### Task brief
Output the following data exactly.

Segment Open

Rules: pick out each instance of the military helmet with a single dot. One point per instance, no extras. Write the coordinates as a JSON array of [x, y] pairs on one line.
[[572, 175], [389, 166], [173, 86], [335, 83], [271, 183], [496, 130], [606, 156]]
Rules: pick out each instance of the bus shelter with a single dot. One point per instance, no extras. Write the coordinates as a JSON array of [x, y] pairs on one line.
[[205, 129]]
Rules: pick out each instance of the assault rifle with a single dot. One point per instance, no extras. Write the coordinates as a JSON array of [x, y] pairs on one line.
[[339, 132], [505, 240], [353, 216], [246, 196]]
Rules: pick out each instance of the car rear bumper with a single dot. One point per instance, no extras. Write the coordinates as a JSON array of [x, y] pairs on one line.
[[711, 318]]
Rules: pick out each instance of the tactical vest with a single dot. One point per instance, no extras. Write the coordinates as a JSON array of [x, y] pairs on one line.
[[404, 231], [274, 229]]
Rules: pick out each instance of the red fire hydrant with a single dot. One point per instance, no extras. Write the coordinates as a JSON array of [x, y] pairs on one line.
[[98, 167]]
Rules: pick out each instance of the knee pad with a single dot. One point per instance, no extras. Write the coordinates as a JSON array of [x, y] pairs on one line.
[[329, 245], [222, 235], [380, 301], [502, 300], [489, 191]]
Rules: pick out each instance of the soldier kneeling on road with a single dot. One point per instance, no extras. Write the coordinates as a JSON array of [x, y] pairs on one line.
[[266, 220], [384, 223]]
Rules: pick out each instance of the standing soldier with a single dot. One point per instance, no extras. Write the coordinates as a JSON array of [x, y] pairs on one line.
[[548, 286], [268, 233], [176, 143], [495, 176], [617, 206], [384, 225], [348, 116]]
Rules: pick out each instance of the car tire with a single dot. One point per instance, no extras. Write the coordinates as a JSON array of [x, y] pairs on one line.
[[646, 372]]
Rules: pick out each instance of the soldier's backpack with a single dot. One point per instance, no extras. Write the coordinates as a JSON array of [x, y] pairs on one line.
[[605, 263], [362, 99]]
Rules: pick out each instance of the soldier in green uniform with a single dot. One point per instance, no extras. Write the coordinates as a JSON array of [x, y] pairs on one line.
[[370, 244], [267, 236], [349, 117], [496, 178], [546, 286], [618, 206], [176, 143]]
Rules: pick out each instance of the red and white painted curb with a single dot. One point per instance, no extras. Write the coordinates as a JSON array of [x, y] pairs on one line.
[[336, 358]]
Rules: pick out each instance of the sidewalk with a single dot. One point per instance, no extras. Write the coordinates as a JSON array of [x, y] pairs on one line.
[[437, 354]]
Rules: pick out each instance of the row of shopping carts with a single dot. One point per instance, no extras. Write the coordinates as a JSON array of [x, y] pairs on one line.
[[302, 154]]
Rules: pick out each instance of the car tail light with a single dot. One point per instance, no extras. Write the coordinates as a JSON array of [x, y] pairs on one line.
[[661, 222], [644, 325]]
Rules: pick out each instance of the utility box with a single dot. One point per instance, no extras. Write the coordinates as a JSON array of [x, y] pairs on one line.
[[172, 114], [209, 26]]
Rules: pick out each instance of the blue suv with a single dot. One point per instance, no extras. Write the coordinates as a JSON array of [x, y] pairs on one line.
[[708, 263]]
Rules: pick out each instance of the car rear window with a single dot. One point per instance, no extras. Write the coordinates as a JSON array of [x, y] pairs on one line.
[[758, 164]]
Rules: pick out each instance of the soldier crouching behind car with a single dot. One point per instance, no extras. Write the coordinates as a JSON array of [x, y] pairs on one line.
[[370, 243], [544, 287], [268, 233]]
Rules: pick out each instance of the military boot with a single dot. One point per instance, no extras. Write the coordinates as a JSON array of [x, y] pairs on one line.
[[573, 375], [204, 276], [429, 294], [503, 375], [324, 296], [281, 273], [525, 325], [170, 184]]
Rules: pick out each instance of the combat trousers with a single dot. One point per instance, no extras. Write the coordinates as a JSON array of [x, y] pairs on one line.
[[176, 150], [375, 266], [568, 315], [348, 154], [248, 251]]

Segment Closed

### Reply
Rules: pick out each instance of the military helmet with a single dot. One point per instance, no extras. Write the coordinates as a JSON array of [x, y] pairs on one line.
[[572, 175], [389, 166], [173, 86], [335, 83], [271, 183], [496, 130], [606, 156]]
Rules: pick out each instance of the bus shelter with a single dot. One point per instance, no extras. Write the coordinates as a JSON array of [x, y] pairs on one line.
[[205, 129]]
Rules: pick out each instance of the assault rifle with a single dot. One point per instance, no extras. Write the coordinates as a JSON array of [x, y] pairs on one line.
[[339, 132], [505, 240], [353, 216], [246, 196]]
Rules: pick out each instance of the car rear bumper with a single dot. One point per instance, no extras. Write the coordinates as a JSON array of [x, y] pairs on one line.
[[711, 318]]
Rules: pick out each instance of the tactical vest with a single dot. One point per instance, no extras. Write the coordinates as a JSON array of [x, y] pairs on one line.
[[404, 231], [274, 229]]
Rules: pick out each instance of the red fire hydrant with a single dot. One point per instance, no extras. Write the coordinates as a JSON array of [x, y] pairs on one line.
[[98, 167]]
Rules: pick out each instance of the knee pad with a single dot. One point per instance, no extras. Write the coordinates as a JSON array of [x, y] pairs on one line.
[[329, 245], [222, 235], [380, 301], [502, 300], [489, 191]]
Rules: pick out each instance of the soldier kneeling on road with a single dot. One point per instance, no extras. Write the coordinates as a JSON array of [x, y] pairs on one line.
[[266, 220], [384, 223]]
Rules: pick out each instance of the standing soldier with a single dot. One point per instance, no extras. Write the coordinates as a JSON array of [x, y] pairs on one line.
[[548, 286], [268, 233], [176, 143], [495, 176], [617, 206], [384, 225], [348, 116]]
Rules: pick out each instance of the car tire with a single dot. One point per instance, no extras. Write the coordinates as a JSON array of [x, y] pairs on one line.
[[646, 372]]
Rules: pick out each instance of the soldier's backpack with a single dot. One point per instance, no extras. Write the coordinates as a JSON array of [x, y] pairs on one line.
[[605, 263], [362, 99]]
Rules: pick out each instance of the soldier in green uniform with a single dot. One point per instance, no extras. Write the coordinates as a JSON array of [x, y] pairs on one line.
[[370, 244], [267, 236], [349, 117], [496, 178], [546, 286], [618, 206], [176, 143]]
Rules: pick out each instance of the red and white painted curb with a single dot. One point per instance, no extras. Write the coordinates as a JSON array of [x, y] pairs on one line.
[[336, 358]]
Rules: pick out each instance of the sidewalk with a single dot. One point per instance, no extras. Write the coordinates as a JSON array of [x, y] pairs on one line.
[[437, 354]]
Rules: pick out each instance of the row of shopping carts with a single dot. One point per instance, no extras. Write the coordinates as a JSON array of [x, y] pairs on one line.
[[302, 154]]
Rules: pick out each instance of the car tail light with a single dot. One point per instance, no extras. Write the coordinates as a JSON array of [x, y] pairs on one line.
[[661, 222], [644, 325]]
Rules: pick out each instance of the utility box with a single dot. One point per instance, no extras. Write the coordinates as a JSON array of [x, y] pairs on one line.
[[172, 114], [209, 26]]
Rules: pick out each instance of the blue suv with a single dot. One point per instance, no extras. Write the coordinates as a JSON array of [x, y] pairs on one line.
[[708, 263]]
Rules: pick out each instance of the car rear window with a single dot. One point per instance, no extras. Write the coordinates as a JSON array of [x, y] pairs on one line.
[[758, 164]]
Rules: pick out each instance of the soldier crouching behind car with a single dot. One point per instance, no extras. Write the coordinates as a JSON array of [x, y] pairs on one line.
[[370, 243], [544, 287], [268, 233]]
Rules: pick out each instance of the military boot with a single dot. One point per instance, no extras. Write the coordinates as a JSON array of [x, y] pairs on one line.
[[573, 375], [204, 276], [429, 294], [503, 375], [324, 296], [281, 273], [525, 325], [170, 184]]
Rules: pick out each instance of the combat trousers with a single dot. One point per instance, no extras. Write the coordinates as a JSON array of [x, y] pairs on one line.
[[176, 150], [375, 266], [568, 315], [348, 154], [248, 251]]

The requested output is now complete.